**TEXT PROVIDED**:
= = = =
China's Detention Centers, Hell on Earth
A China Daily newspaper exposé unveils the living hell on earth that China's thousands of pretrial detention centers really are, including the death of prisoners under very questionable circumstances and police rackets operating the facilities for huge profits.
Two handcuffed inmates talk to each other at a
detention center in Shenzhen , Southern China.
(EPA photo)
The article reports that since Feb. 8, eight inmates waiting for trial have died under custody, prompting their relatives to challenge the authorities' less than credible justifications.
The paper, which is distributed only to international audiences, also quotes sources alleging that the police units in charge run the detention centers as torture chambers for profit aiming at getting confessions as soon as possible to make room for other potential inmates. A source calls this racket "the most profitable piece of [the police forces'] territory."
Since then, six other inmates have died in custody, including an 18-year-old from Hunan Province who local Communist Party officials said became unwell while being interrogated.
= = = =
**GIVEN INFORMATION**:
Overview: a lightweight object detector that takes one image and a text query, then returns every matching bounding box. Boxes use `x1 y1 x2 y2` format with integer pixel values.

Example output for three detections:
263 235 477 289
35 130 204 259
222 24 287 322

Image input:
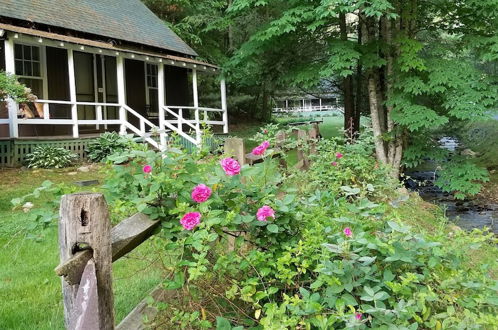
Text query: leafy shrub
26 145 77 168
0 71 36 103
102 132 498 329
86 132 131 162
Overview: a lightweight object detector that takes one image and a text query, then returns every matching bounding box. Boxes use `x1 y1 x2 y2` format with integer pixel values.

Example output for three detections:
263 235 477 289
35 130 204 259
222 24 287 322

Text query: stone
460 149 478 157
75 180 99 187
78 166 90 172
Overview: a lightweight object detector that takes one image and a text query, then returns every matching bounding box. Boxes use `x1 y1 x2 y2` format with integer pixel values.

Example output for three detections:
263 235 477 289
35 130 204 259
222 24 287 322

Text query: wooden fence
55 125 319 330
55 193 159 330
225 122 321 170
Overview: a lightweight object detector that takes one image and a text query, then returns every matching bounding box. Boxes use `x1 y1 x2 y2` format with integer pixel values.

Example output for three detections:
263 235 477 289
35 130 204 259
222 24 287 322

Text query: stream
405 137 498 234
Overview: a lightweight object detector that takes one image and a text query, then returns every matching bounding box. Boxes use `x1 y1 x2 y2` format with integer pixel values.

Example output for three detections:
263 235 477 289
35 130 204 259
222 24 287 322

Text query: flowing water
405 137 498 234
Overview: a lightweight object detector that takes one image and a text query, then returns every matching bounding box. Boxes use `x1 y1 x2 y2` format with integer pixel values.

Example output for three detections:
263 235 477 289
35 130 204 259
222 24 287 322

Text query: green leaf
266 223 278 233
216 316 232 330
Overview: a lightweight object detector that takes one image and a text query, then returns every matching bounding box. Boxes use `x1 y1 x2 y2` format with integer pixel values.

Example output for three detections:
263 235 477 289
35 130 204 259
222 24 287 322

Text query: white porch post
67 48 79 138
157 63 166 150
116 56 126 135
192 69 201 144
220 78 228 134
5 34 19 138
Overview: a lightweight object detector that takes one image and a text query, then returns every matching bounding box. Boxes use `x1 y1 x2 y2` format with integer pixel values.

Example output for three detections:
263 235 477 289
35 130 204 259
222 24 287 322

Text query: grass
0 168 162 330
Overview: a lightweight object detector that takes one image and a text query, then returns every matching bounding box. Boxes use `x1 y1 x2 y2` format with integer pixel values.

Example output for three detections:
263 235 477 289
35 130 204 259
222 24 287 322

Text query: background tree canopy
140 0 498 195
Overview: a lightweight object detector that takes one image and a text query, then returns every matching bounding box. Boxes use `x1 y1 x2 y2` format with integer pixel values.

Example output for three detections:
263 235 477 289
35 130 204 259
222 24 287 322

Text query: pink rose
256 205 275 221
192 184 211 203
220 158 240 176
142 165 152 174
252 141 270 156
180 212 201 230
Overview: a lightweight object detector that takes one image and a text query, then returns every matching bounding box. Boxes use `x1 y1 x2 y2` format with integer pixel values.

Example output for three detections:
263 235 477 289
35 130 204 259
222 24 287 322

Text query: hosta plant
26 145 77 168
86 132 132 162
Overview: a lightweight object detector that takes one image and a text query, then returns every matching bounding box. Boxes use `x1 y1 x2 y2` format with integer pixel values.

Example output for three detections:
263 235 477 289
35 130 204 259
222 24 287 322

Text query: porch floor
0 133 102 141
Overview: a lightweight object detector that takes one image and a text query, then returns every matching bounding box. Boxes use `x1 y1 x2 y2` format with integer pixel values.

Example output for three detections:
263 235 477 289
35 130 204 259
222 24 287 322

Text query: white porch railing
5 100 166 149
0 100 228 150
163 106 228 145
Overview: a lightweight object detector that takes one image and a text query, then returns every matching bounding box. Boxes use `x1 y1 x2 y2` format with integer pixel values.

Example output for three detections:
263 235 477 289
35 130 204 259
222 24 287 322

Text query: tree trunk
353 24 365 132
360 15 388 164
339 13 358 141
228 0 235 54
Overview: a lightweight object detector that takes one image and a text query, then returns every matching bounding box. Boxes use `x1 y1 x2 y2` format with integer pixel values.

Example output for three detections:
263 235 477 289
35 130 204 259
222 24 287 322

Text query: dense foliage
102 132 498 329
0 71 35 102
86 132 131 162
145 0 498 198
25 145 77 168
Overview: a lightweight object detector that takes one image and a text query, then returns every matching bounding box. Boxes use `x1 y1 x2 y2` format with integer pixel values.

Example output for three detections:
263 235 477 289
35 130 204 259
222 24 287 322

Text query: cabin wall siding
125 59 147 127
0 40 9 137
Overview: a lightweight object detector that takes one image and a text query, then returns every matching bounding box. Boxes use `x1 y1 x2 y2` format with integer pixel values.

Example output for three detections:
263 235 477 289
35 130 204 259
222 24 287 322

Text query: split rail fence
55 124 320 330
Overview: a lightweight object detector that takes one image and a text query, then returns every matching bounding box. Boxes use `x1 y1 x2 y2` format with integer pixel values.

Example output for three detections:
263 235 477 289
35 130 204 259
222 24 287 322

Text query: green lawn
0 169 161 330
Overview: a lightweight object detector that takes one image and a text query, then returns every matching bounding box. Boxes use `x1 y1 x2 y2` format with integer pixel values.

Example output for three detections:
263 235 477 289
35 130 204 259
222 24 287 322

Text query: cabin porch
0 30 228 149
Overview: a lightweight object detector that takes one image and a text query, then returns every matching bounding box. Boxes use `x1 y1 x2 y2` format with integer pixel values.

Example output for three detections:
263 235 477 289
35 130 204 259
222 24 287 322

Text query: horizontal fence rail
273 105 342 113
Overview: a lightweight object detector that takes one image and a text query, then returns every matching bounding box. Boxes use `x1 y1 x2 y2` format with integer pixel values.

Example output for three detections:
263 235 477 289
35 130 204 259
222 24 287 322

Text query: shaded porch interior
0 40 225 138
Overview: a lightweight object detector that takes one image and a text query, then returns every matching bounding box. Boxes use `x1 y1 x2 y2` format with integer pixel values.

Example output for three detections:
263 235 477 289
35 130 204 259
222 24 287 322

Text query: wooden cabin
0 0 228 165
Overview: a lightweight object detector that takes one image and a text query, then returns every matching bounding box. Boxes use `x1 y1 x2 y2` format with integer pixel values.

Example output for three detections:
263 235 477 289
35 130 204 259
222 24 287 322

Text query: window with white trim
14 44 43 98
145 63 159 114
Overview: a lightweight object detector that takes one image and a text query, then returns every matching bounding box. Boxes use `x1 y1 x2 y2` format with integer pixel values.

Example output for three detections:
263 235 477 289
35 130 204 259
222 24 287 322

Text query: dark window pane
31 47 40 61
33 62 40 77
24 46 31 60
16 60 23 76
14 45 22 59
24 61 33 76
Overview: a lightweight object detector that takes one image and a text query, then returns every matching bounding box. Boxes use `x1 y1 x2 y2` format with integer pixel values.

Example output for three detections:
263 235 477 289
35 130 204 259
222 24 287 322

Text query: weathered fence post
295 129 309 171
59 193 114 330
225 138 246 166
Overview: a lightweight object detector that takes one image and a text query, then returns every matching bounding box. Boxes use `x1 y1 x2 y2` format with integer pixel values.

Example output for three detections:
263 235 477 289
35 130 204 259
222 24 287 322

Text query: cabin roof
0 0 197 56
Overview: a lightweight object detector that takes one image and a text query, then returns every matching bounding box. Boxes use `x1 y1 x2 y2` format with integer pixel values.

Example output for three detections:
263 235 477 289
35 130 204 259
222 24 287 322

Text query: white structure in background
273 95 342 114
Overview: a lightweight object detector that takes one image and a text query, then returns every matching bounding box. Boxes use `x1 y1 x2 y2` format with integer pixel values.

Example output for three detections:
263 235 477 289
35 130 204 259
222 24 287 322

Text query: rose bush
102 133 498 329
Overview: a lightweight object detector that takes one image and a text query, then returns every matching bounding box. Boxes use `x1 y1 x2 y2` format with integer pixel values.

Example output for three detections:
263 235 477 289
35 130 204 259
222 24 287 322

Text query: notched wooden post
295 129 309 171
59 193 114 329
225 138 246 166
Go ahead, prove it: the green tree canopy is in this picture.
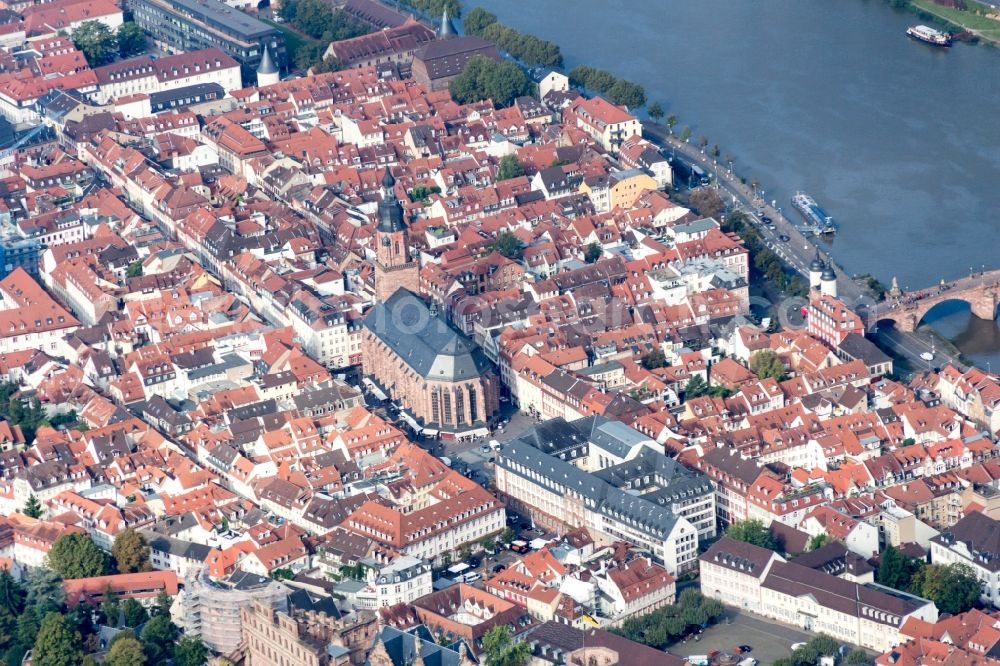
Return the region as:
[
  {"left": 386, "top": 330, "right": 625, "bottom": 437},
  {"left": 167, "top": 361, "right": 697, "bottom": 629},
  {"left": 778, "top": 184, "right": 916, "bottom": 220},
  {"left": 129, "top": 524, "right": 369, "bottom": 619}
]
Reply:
[
  {"left": 448, "top": 55, "right": 536, "bottom": 107},
  {"left": 490, "top": 231, "right": 524, "bottom": 261},
  {"left": 48, "top": 533, "right": 108, "bottom": 578},
  {"left": 647, "top": 102, "right": 665, "bottom": 122},
  {"left": 71, "top": 21, "right": 118, "bottom": 67},
  {"left": 726, "top": 518, "right": 778, "bottom": 550},
  {"left": 750, "top": 349, "right": 785, "bottom": 382},
  {"left": 117, "top": 21, "right": 146, "bottom": 58},
  {"left": 174, "top": 636, "right": 208, "bottom": 666},
  {"left": 0, "top": 568, "right": 24, "bottom": 615},
  {"left": 844, "top": 648, "right": 872, "bottom": 666},
  {"left": 875, "top": 545, "right": 920, "bottom": 590},
  {"left": 583, "top": 241, "right": 604, "bottom": 264},
  {"left": 312, "top": 56, "right": 344, "bottom": 74},
  {"left": 684, "top": 375, "right": 708, "bottom": 400},
  {"left": 22, "top": 493, "right": 42, "bottom": 518},
  {"left": 806, "top": 532, "right": 836, "bottom": 552},
  {"left": 483, "top": 624, "right": 531, "bottom": 666},
  {"left": 111, "top": 527, "right": 152, "bottom": 573},
  {"left": 497, "top": 154, "right": 524, "bottom": 180},
  {"left": 101, "top": 584, "right": 122, "bottom": 627},
  {"left": 688, "top": 187, "right": 726, "bottom": 218},
  {"left": 22, "top": 567, "right": 66, "bottom": 618},
  {"left": 912, "top": 563, "right": 983, "bottom": 615},
  {"left": 642, "top": 347, "right": 667, "bottom": 370},
  {"left": 31, "top": 613, "right": 83, "bottom": 666},
  {"left": 139, "top": 615, "right": 180, "bottom": 666},
  {"left": 122, "top": 597, "right": 149, "bottom": 627},
  {"left": 153, "top": 590, "right": 174, "bottom": 616},
  {"left": 607, "top": 79, "right": 646, "bottom": 109},
  {"left": 104, "top": 638, "right": 146, "bottom": 666}
]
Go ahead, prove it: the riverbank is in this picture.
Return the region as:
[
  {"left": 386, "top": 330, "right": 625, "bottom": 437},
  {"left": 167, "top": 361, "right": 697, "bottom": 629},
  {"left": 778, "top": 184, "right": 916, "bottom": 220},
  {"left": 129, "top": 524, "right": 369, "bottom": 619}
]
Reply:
= = = =
**PROBLEM DESCRIPTION**: Carry the article on China's pretrial detention centers forward from its last sentence, adding a few paragraphs in the same reporting style.

**RESPONSE**:
Police officials have said that three inmates died of illness. But in one of those cases, family members say, the body of a Hebei Province inmate said to have died of pneumonia had bruises and a broken tooth, evidence of beating. The other two cases remain in dispute.
During its meeting this month, the party-controlled legislature, the National People’s Congress, established a committee to investigate the centers. It recently conducted surprise inspections in Liaoyuan, a city in Jilin Province, the newspaper reported.
But in the article, the experts said the only way to sharply reduce abuses was to remove detention centers from local police control. “That has always been strongly resisted by police departments,” Hou Xinyi, deputy dean of the law school at Nankai University in Tianjin, was quoted as saying. The police “complain such a reform will not help their investigations and the crackdown on crime,” he said.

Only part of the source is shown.